Retype the data exactly, leaving nothing out.

[RECORD SET Boundary: Start]

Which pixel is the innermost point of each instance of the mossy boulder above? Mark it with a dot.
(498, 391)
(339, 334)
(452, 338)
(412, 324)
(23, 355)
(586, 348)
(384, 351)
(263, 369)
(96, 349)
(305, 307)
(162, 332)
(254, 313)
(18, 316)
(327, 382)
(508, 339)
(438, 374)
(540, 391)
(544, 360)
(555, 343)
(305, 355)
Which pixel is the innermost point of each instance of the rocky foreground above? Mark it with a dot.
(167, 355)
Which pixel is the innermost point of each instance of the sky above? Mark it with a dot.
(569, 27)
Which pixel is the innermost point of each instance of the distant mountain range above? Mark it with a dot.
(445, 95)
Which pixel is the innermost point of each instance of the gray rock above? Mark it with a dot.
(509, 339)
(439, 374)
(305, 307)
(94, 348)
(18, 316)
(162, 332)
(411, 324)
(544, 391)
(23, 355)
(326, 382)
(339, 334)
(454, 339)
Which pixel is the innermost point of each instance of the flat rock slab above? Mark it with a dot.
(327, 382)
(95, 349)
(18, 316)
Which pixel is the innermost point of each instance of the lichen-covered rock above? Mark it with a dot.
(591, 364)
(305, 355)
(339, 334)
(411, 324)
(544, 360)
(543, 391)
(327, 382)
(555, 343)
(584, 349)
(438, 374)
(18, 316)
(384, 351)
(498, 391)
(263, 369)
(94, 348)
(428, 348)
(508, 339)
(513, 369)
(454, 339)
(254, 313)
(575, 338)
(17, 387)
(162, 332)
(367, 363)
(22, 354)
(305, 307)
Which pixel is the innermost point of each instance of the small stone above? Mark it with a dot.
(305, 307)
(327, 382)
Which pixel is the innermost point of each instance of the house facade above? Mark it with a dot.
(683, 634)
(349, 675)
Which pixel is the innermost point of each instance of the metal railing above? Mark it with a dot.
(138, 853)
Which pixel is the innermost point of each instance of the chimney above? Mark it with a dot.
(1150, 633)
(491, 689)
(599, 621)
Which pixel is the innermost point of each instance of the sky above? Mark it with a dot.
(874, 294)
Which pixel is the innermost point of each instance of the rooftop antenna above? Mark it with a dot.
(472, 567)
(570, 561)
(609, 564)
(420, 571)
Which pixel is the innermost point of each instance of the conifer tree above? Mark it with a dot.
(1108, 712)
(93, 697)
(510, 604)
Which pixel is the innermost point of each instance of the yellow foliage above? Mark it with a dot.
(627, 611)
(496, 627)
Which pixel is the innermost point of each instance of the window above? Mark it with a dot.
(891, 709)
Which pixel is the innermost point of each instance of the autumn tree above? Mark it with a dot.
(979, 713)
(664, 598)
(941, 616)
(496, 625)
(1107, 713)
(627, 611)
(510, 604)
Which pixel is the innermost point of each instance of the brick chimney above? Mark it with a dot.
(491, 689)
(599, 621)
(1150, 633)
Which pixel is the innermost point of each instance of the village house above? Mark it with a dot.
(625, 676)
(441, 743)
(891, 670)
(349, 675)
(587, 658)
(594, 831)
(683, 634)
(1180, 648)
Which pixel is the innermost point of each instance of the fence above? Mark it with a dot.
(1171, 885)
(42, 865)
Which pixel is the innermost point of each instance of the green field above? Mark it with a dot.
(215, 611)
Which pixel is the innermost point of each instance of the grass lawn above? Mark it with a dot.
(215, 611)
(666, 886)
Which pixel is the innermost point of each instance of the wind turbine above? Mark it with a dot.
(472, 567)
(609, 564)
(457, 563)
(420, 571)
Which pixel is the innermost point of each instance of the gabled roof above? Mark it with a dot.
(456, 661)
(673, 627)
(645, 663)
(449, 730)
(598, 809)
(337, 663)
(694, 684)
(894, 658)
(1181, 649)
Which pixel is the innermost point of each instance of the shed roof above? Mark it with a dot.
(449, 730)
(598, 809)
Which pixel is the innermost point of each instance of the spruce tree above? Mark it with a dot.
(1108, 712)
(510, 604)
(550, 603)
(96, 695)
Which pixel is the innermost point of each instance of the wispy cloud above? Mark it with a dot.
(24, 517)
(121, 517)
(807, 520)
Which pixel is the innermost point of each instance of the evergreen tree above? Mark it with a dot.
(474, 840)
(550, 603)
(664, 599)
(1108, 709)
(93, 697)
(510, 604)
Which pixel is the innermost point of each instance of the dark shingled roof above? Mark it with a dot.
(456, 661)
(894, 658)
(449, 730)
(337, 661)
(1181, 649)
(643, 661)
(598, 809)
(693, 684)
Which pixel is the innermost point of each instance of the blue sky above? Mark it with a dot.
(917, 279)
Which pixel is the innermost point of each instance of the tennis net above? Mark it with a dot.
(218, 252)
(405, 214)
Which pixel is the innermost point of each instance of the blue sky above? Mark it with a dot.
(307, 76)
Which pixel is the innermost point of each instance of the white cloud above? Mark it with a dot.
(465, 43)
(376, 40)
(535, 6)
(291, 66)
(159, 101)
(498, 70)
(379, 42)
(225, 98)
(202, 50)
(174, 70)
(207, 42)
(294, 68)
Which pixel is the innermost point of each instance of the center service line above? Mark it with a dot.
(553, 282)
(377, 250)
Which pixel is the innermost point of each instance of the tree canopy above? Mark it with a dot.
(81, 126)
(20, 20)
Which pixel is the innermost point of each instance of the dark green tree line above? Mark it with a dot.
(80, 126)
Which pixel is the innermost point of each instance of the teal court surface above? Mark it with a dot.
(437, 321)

[RECORD SET Boundary: End]

## ANSWER BOX
Which pixel is the innermost point of each instance of the mossy boulder above? Mark it with a dot.
(498, 391)
(339, 334)
(452, 338)
(412, 324)
(23, 355)
(586, 348)
(384, 351)
(263, 369)
(96, 349)
(305, 307)
(162, 332)
(254, 313)
(18, 316)
(327, 382)
(508, 339)
(438, 374)
(540, 391)
(544, 360)
(555, 343)
(305, 355)
Which pixel is the innermost point of each instance of the rocky foreground above? Mark it with a dot.
(167, 355)
Which pixel is the innermost point of each instance of the sky above? Mark it with a dot.
(569, 27)
Which pixel is the innermost point of each instance of the distant mountain range above? Mark it with a dot.
(445, 95)
Which pixel is the innermost point of each instance of the gray rock above? Mark it with a dot.
(509, 339)
(439, 374)
(305, 307)
(94, 348)
(18, 316)
(162, 332)
(411, 324)
(544, 391)
(23, 355)
(326, 382)
(339, 334)
(454, 339)
Which pixel is the innermost point of each instance of the flat rock slab above? Mark it with a dot.
(327, 382)
(95, 349)
(18, 316)
Which pixel is the innermost point of each instance of the lichen-covered rock above? Mark it with a dot.
(591, 364)
(305, 355)
(339, 334)
(411, 324)
(544, 360)
(543, 391)
(327, 382)
(555, 343)
(584, 349)
(438, 374)
(18, 316)
(384, 351)
(498, 391)
(263, 369)
(94, 348)
(428, 348)
(508, 339)
(513, 369)
(454, 339)
(254, 313)
(575, 338)
(17, 387)
(162, 332)
(367, 363)
(22, 354)
(305, 307)
Which pixel is the innermost point of each instance of the small stone above? Mark it with a dot.
(305, 307)
(327, 382)
Which pixel is the innermost point of each instance of the house facade above? Mark it with a dot.
(683, 634)
(349, 675)
Which pixel is the innermost point of each instance of the metal railing above? Mark it with a dot.
(138, 853)
Which pixel is the innermost point of each instance of the chimney above? Mark it with a dot.
(1150, 633)
(491, 689)
(599, 621)
Which pixel is the innermost point of each instance of the sky above? Mark it with a dot.
(874, 294)
Which pixel is the innermost point of each instance of the rooftop antenna above? Mark it with a dot.
(472, 567)
(570, 561)
(609, 564)
(420, 571)
Which pixel is the innermost point of each instance of the conifer tree above? Mark it with a dot.
(1108, 712)
(93, 697)
(510, 604)
Which pixel is the innermost point of each instance of the yellow foliage above? Mark it with a dot.
(627, 611)
(496, 627)
Which pixel is the innermost point of each instance of the window above? Mark it with a dot.
(891, 709)
Which pixel is the innermost point of each instance of the autumn tree above? Mark it with a dot.
(979, 713)
(664, 598)
(941, 616)
(496, 625)
(1107, 713)
(627, 611)
(510, 604)
Which pixel is the innermost point of each instance of the brick chimney above? Mark it with a dot.
(491, 689)
(599, 621)
(1150, 633)
Which pixel is the innermost point of each instance of the village house above? Mark it with a dot.
(625, 676)
(441, 743)
(891, 670)
(349, 675)
(587, 658)
(594, 831)
(683, 634)
(1180, 648)
Which pixel is the innermost point of each instance of the fence above? Mark it with a dot.
(1171, 885)
(42, 865)
Which pixel is the innermost point of each instance of the green field above? Mark it with a dot.
(215, 611)
Which pixel is the innermost point of each instance of the grass lawn above? Mark it with a dot.
(215, 611)
(666, 886)
Which pixel is the innermost point of each instance of the wind turbine above? Mark it with a dot.
(472, 567)
(609, 564)
(457, 563)
(420, 571)
Which pixel is the innermost point of each instance of the gabled roof above? Mark it with a dot.
(456, 661)
(673, 627)
(645, 663)
(449, 730)
(598, 809)
(337, 663)
(694, 684)
(894, 658)
(1181, 649)
Which pixel is the innermost point of each instance of the shed roof above? Mark it with a dot.
(449, 730)
(598, 809)
Which pixel is the innermost point of each instance of the spruce tree above? Mark it with a dot.
(1108, 712)
(510, 604)
(550, 603)
(96, 695)
Which pixel is the innermost point of each instance of the wispy cloud above? Mark it with a dot.
(24, 517)
(121, 517)
(807, 520)
Which pixel is the innermost point of each instance of the evergreen tree above? Mark it with a dot.
(474, 840)
(550, 603)
(664, 599)
(1108, 709)
(93, 697)
(510, 604)
Which pixel is the innermost point of each instance of the dark shingled roof above? Mark it with a dot.
(456, 661)
(894, 658)
(449, 730)
(337, 661)
(1181, 649)
(643, 661)
(598, 809)
(693, 684)
Which pixel is the innermost point of each instance of the blue sky above? Mark it with a dot.
(917, 279)
Which pixel is the innermost point of each instance of the tennis net above? Mark it with a dot.
(218, 252)
(405, 214)
Which pixel is the innermost point of each instance of the blue sky above? Mark it with a dot.
(307, 76)
Which pixel is the innermost point of each instance of the white cloud above? Mark it with a dot.
(465, 43)
(376, 40)
(535, 6)
(291, 66)
(159, 101)
(498, 70)
(379, 42)
(225, 98)
(202, 50)
(174, 70)
(207, 42)
(294, 68)
Which pixel is the innermost point of each instance of the center service line above? Mark it with a dot.
(553, 282)
(377, 250)
Which pixel is the innermost point of each instance of the tree canopy above? Mark it with a dot.
(81, 126)
(20, 20)
Which pixel is the innermost point of each instance of the dark green tree line above? Mark it with a dot.
(80, 126)
Which pixel is the innermost point of each instance of the teal court surface above? Mark it with a dot.
(437, 321)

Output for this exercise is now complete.